Retype, character for character, the line containing "# point at: the dirt" along with each line after it through the end of the data, and only those.

== EXTRACTED MATERIAL

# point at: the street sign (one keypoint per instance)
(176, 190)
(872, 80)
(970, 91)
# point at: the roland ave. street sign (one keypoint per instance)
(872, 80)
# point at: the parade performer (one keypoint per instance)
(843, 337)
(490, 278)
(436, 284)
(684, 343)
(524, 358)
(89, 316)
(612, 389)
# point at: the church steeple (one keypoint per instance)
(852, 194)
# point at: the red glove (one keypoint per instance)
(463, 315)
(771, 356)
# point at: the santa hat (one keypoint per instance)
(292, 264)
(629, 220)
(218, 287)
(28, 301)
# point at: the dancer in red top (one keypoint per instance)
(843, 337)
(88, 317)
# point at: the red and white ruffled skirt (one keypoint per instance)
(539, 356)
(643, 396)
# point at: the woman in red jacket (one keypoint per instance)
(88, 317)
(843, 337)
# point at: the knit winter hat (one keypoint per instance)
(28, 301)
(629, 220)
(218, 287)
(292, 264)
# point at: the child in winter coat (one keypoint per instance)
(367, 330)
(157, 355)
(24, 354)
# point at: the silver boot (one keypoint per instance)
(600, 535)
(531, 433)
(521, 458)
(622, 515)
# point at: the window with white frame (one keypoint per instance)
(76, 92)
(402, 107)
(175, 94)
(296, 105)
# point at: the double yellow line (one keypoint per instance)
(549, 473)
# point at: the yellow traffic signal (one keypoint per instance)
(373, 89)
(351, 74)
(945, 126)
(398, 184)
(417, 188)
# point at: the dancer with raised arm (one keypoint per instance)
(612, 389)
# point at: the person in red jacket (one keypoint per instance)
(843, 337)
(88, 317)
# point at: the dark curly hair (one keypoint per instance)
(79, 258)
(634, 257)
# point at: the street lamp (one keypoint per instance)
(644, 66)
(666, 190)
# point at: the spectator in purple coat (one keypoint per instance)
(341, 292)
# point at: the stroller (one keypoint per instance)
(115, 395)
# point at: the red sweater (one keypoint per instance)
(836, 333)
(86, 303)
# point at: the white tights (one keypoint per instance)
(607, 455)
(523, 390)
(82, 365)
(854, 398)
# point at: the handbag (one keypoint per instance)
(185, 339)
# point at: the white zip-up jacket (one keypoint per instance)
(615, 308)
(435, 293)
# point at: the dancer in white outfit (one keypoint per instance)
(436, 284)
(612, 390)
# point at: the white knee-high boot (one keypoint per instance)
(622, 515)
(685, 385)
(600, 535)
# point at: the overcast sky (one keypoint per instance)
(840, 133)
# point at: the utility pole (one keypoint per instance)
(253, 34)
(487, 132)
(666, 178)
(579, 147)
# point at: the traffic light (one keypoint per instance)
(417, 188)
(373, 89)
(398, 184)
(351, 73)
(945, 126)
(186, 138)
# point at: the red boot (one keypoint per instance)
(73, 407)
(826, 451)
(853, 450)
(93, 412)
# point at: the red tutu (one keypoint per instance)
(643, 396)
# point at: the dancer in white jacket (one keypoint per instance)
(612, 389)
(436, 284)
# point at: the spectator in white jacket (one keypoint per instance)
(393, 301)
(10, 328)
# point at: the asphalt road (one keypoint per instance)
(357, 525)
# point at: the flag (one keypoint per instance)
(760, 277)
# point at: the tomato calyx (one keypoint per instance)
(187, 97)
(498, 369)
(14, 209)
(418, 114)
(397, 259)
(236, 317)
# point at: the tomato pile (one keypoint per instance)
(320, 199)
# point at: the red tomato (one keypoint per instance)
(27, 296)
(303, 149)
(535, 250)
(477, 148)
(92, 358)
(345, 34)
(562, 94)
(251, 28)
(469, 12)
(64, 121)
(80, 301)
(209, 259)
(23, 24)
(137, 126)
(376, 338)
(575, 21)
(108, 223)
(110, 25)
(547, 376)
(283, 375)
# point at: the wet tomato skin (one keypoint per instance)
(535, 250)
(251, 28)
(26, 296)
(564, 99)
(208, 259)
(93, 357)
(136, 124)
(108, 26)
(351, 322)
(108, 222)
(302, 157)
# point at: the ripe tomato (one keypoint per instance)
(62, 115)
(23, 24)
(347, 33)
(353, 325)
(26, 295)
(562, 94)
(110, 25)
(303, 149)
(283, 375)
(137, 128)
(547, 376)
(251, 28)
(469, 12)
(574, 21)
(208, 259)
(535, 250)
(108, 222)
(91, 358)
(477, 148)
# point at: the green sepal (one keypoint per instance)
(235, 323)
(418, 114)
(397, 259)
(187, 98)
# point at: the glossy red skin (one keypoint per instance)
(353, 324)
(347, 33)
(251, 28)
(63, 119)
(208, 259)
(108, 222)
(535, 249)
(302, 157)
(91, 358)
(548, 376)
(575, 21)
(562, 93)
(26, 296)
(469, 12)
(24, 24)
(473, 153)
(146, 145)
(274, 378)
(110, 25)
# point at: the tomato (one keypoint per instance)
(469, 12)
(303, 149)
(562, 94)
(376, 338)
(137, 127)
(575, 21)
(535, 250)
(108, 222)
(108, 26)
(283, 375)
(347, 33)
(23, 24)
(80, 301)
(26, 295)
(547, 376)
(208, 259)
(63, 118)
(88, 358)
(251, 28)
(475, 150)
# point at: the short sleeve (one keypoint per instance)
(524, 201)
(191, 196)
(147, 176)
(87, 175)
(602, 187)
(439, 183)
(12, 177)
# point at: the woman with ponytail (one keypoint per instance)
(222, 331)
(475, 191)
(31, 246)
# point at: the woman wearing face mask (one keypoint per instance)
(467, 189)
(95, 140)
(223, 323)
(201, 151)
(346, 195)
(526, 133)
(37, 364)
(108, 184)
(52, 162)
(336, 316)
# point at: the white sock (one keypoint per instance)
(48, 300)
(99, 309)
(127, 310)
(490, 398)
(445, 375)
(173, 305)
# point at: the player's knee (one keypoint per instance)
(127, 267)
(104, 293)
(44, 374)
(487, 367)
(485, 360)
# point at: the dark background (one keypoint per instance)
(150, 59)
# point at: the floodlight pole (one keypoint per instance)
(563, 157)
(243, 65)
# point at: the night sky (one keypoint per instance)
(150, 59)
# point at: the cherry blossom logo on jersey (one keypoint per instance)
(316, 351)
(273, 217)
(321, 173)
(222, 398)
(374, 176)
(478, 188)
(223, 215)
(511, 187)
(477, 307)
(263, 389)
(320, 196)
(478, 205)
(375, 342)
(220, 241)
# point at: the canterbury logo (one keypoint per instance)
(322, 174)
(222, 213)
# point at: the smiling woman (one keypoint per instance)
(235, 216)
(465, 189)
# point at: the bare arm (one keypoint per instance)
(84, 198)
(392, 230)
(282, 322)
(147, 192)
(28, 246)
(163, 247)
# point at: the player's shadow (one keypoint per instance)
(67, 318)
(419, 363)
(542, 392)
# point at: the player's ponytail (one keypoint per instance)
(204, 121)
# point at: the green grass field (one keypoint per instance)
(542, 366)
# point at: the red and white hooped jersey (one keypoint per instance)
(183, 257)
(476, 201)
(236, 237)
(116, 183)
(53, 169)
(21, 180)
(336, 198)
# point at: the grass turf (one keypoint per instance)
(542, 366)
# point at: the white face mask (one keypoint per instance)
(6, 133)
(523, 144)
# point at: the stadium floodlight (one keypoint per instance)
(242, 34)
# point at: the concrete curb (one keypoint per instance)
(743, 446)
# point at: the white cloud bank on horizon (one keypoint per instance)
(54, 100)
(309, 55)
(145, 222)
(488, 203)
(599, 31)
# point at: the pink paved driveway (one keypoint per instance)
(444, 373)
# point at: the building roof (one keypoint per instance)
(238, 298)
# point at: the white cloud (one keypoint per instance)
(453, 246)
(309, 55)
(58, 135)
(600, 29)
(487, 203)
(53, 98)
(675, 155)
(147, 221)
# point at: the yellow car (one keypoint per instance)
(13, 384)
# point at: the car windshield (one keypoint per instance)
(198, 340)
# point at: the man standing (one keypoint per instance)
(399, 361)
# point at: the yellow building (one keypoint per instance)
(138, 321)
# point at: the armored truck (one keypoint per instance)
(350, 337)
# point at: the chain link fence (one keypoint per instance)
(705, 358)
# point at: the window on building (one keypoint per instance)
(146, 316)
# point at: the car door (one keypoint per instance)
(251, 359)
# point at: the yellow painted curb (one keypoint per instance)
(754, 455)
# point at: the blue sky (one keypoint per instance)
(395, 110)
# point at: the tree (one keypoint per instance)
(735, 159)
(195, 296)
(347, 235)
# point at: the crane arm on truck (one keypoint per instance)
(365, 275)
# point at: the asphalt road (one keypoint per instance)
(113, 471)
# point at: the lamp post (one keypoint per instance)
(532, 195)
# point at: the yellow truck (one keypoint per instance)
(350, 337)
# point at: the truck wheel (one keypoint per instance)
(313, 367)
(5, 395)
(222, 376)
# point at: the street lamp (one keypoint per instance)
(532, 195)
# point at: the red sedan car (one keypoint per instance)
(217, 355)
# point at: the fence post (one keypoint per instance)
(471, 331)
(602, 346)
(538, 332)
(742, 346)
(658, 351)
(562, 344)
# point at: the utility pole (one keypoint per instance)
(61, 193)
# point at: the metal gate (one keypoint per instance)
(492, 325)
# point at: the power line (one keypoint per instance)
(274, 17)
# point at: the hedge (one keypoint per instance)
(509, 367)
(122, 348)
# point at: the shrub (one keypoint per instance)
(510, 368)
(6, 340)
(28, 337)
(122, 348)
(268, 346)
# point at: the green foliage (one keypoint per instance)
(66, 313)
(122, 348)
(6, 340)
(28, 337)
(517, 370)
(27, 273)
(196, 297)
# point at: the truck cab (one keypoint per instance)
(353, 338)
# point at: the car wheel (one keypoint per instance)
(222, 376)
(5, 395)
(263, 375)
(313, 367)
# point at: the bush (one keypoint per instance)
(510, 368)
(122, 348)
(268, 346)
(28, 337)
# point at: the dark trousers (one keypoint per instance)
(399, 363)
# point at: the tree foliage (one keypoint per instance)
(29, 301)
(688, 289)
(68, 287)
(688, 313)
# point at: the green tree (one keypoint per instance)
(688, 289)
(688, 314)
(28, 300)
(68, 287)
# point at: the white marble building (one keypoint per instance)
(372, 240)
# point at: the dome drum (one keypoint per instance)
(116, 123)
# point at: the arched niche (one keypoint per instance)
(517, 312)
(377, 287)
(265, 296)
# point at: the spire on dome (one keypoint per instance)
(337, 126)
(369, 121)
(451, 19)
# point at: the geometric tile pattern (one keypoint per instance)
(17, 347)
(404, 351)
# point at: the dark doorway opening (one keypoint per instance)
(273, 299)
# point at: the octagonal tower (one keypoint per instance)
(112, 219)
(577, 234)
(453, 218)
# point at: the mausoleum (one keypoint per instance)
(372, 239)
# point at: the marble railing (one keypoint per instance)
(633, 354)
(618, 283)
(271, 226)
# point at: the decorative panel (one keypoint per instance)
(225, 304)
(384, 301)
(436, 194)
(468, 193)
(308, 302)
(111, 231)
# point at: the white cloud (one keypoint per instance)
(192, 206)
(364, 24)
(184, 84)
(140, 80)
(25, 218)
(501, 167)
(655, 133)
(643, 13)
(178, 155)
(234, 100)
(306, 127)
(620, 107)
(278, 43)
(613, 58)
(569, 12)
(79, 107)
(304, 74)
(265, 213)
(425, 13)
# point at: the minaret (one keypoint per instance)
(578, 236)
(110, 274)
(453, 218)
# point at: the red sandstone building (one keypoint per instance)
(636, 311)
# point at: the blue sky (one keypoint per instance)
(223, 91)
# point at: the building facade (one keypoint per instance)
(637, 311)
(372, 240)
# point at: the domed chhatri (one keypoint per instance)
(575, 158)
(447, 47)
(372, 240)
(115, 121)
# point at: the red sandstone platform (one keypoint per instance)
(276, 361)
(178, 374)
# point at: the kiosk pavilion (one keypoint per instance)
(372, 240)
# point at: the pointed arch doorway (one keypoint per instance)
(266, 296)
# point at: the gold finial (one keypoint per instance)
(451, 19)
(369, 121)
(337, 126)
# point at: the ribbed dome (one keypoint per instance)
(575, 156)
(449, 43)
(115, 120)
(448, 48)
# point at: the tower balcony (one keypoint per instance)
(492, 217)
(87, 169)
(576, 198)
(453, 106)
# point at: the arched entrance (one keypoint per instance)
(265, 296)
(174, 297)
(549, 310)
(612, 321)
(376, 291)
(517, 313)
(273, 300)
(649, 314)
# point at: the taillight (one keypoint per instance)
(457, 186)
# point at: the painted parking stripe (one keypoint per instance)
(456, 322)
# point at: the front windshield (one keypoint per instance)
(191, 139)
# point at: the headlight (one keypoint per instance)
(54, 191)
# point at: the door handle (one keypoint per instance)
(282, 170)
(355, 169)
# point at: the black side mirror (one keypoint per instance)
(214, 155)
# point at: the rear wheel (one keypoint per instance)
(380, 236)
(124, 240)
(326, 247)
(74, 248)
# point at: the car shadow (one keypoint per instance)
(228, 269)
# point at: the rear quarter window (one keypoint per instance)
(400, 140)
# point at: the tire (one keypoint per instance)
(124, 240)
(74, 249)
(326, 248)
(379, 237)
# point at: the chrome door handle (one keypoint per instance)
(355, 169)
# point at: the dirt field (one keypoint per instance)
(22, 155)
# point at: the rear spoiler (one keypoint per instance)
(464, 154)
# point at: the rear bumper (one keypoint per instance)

====

• _RESPONSE BELOW_:
# point at: the dirt field (one keypoint per instance)
(22, 155)
# point at: the rear spoiler (one keypoint per instance)
(464, 154)
# point at: the rear bumper (one keypoint per instance)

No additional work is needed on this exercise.